[begin Entries supplied]

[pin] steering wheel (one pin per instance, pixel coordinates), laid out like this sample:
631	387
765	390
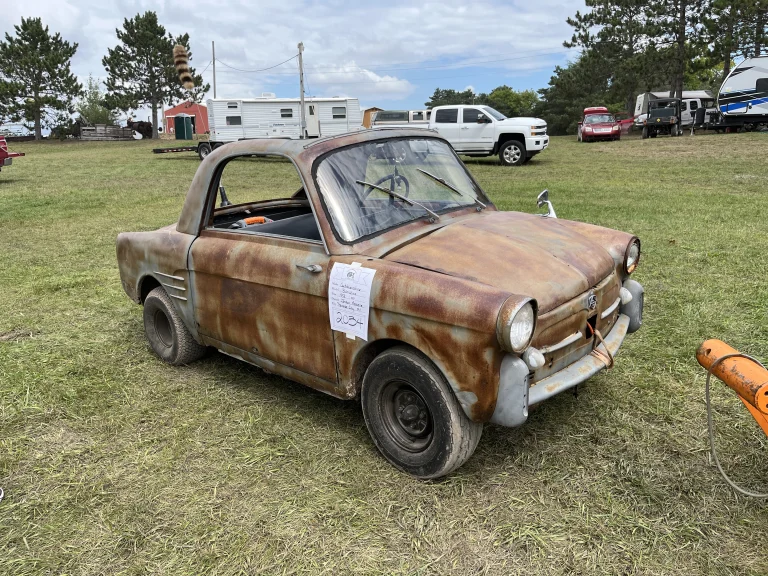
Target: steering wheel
394	178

[end Entries supplied]

> **Exercise directions**
Can you rewrite the records above with every "steering wheel" changed to "handlebar" and nothing else altered? Leave the pictures out.

> **Task solution**
[pin] handlebar (one pin per instance, pixel coordinates), laid out like this sample:
631	387
765	390
Target: handlebar
394	178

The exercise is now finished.